━━ DOCUMENT SECTION ━━

“Chinese democracy is people’s democracy while the US is money democracy,” said Hua Chunying, China’s foreign affairs spokesperson, in the wake of America’s pull-out from Afghanistan last month, adding, “The Chinese enjoy a whole-process democracy, while Americans enjoy ballot-box democracy every four years.” The US withdrawal has been a propaganda gift to the leaders of the Chinese Communist Party (CCP), providing them with an opening to further propagate their long-nurtured criticisms of liberal democracy and their claim that the People’s Republic of China will soon replace the US as the world’s dominant power. For example, the Chinese foreign ministry declared that “the Afghan situation again proves democracy has no set model; the standard is whether it meets people’s needs and expectations, not solely what the US and its allies say.” The implication is that there are many kinds of democracy, and that what the CCP calls Chinese democracy is somehow a more appropriate political model for China than the liberal alternatives. The CCP have been making these claims since around 2017, in an effort to strengthen the ideological legitimacy of China’s political system in the eyes of the world.
It is not unreasonable to suggest that democracy can mean different things to different people. In China, the word tends to be understood as describing a government that is responsive to the people’s needs, rather than referencing the existence of mechanisms of accountability such as elections. Yet many Chinese people throughout modern history have been immensely attracted to aspects of liberal democracy, such as collective self-government and individual freedoms, and their attachment to these ideas has often surfaced in powerful forms—for example in 1989. The current triumphalism of the CCP democracy narrative in the context of America’s evacuation from Afghanistan suggests that the party’s critique of liberal democracy may stem from fears that China will see a re-emergence of calls for an end to the party’s monopoly on political power.
Democracy in History
Historically, most western political thinkers have assumed that Chinese political thinkers see democracy and liberal rights as inconsistent with the Confucian tradition of benevolent authoritarianism. Andrew J. Nathan has challenged this assumption, describing how certain individual civil rights (such as freedom of speech, assembly and publication) and mechanisms of democratic self-government (such as popular sovereignty elections and recall elections) were written into many of the 11 constitutions that China has successively adopted since 1908: the Qing’s Principles (1908), the Guomindang’s Tutelage Constitution (1931) and all constitutions adopted since the 1949 Communist revolution (1954, 1975, 1978)—including the one that is currently in effect (1982). Whilst these constitutions have either been implemented only briefly, or not fully adhered to by the governments that promulgated them, Nathan argues that they clearly represented an ideal to which the constitutional drafters aspired—a goal that they hoped would be realised.
The dictatorship that the CCP imposed in 1949 did not adhere to the political model that it had promised during its campaign to oust the Kuomintang (KMT). For example, in Mao Zedong’s On Coalition Government (1945), he promises to put an end to “one-party dictatorship” and denies rumours that the Chinese Communist Party intends to impose a Soviet-style dictatorship of the proletariat:
Some people are suspicious and think that once in power the Communist Party will follow Russia’s example and establish the dictatorship of the proletariat and a one-party system. Our answer is that … our system of New Democracy is different in principle from a socialist state under the dictatorship of the proletariat.

━━━
━━ SOURCE EXCERPT ━━

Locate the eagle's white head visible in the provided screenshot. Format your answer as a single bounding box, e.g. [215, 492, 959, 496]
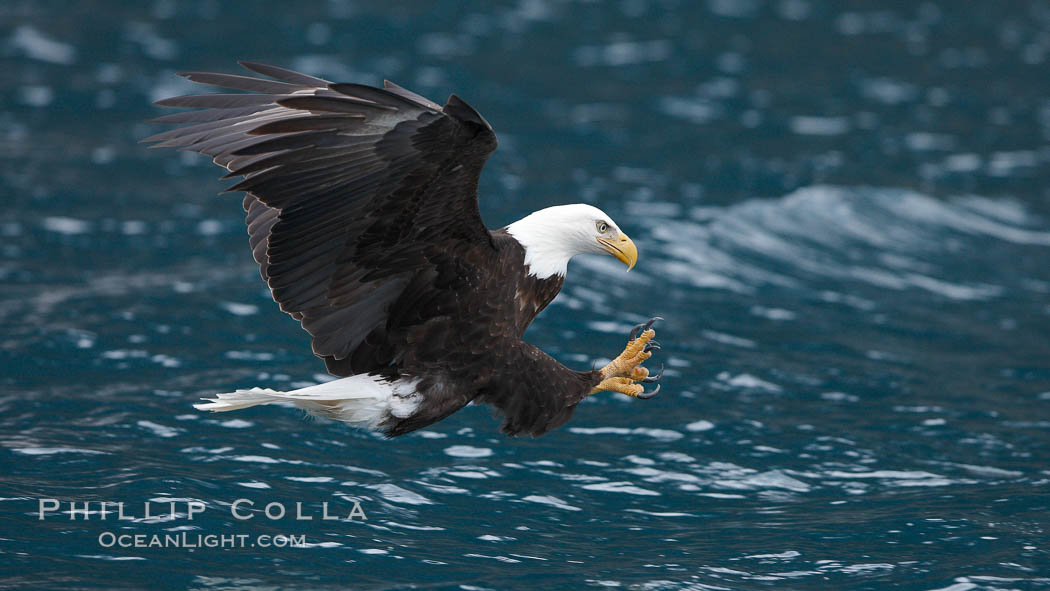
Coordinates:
[507, 204, 638, 279]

━━━

SET TASKS:
1. In the article on Chinese democracy, who challenged the assumption that Chinese political thinkers see democracy and liberal rights as inconsistent with the Confucian tradition?
2. Write out the passage of the article on Chinese democracy between "The dictatorship that" and "of the proletariat.", inclusive.
The data has no role in this work.

EXERCISE RESPONSES:
1. Andrew J. Nathan

2.
The dictatorship that the CCP imposed in 1949 did not adhere to the political model that it had promised during its campaign to oust the Kuomintang (KMT). For example, in Mao Zedong’s On Coalition Government (1945), he promises to put an end to “one-party dictatorship” and denies rumours that the Chinese Communist Party intends to impose a Soviet-style dictatorship of the proletariat:
Some people are suspicious and think that once in power the Communist Party will follow Russia’s example and establish the dictatorship of the proletariat and a one-party system. Our answer is that … our system of New Democracy is different in principle from a socialist state under the dictatorship of the proletariat.